▸ **Selected passage**
This is a small piece of a larger code.
c = (pow(1, 6) + pow(272, 6))**(1/6)
print(c)
It prints the output 272, but it's actually the 6th root of(272^6 + 1), the decimal point is negligible and hence it is just considered an integer.
How can I increase the precision enough to show the actual answer?
Thank You.
Apart from other issues, verifying FLT by taking the nth root of a^n+b^n and checking that it isn't an integer is fundamentally misguided since the process of taking nth roots brings floating point error into play. It is possible that the numerical evidence that you adduce is by itself consistent with c mathematically being an integer.
For example, if root calculation could be taken at face value then
def f(c,n):
return c == pow(c,n) ** (1/n)
should evaluate to True for all numbers c, but it doesn't. In particular f(272,6) evaluates to False. The fact that in your test case the c in question differs slightly from an integer doesn't show that mathematically it isn't an integer. See Is floating point math broken? for more details.
If you go this route, I would suggest rounding c (computed as you are currently doing) to the nearest integer and then checking if pow(c,n) == pow(a,n) + pow(b,n). This way round-off error will no longer be an issue, though the limited ability of floats to represent numbers will eventually do you in. For even larger values of a,b,n you might need to write a custom integer root function (using e.g. binary search). In this case the integer nth root of an integer x is defined to be the largest integer y which satisfies pow(y,n) <= x.

▸ **Task list**
1. Translate this sentence from the thread on floating-point precision into Spanish: "How can I increase the precision enough to show the actual answer?"
2. From the thread on floating-point precision, extract the passage from "How can I increase" to "pow(c,n) ** (1/n)", word for word.
The data that comes after the thread on floating-point precision is separate material and has no connection to it.

▸ **Record extracts**
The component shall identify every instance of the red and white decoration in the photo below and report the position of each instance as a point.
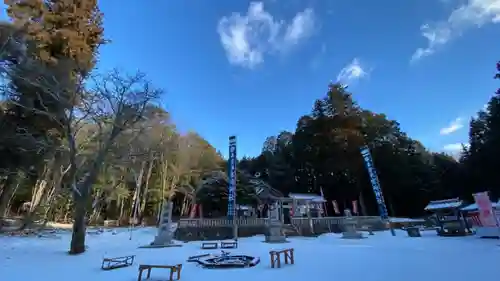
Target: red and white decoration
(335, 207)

--

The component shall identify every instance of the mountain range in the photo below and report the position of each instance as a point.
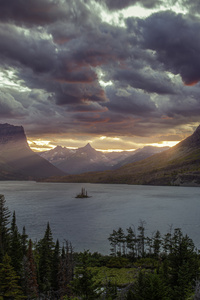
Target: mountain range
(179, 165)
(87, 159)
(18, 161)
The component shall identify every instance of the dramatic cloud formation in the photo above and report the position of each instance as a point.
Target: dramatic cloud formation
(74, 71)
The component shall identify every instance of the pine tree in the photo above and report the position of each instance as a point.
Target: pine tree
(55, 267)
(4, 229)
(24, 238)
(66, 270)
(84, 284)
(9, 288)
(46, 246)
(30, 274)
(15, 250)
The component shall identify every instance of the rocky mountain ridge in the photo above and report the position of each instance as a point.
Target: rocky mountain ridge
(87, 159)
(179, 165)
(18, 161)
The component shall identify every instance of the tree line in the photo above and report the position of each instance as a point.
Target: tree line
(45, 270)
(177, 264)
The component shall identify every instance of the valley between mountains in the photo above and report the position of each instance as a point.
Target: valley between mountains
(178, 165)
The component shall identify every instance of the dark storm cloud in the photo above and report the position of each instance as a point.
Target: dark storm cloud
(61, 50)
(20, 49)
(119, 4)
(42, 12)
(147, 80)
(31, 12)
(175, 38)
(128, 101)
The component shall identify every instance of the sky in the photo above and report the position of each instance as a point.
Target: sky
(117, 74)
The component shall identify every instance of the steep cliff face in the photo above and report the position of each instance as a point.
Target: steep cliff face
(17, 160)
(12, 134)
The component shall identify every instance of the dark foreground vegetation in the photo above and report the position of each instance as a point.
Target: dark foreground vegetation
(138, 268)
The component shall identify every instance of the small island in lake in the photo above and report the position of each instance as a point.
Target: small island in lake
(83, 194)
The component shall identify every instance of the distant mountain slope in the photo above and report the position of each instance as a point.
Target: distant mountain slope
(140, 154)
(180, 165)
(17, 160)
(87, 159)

...

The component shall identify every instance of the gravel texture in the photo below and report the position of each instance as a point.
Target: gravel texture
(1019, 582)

▸ **Outputs**
1. ¿Cómo puedo aumentar la precisión lo suficiente para mostrar la respuesta real?

2.
How can I increase the precision enough to show the actual answer?
Thank You.
Apart from other issues, verifying FLT by taking the nth root of a^n+b^n and checking that it isn't an integer is fundamentally misguided since the process of taking nth roots brings floating point error into play. It is possible that the numerical evidence that you adduce is by itself consistent with c mathematically being an integer.
For example, if root calculation could be taken at face value then
def f(c,n):
return c == pow(c,n) ** (1/n)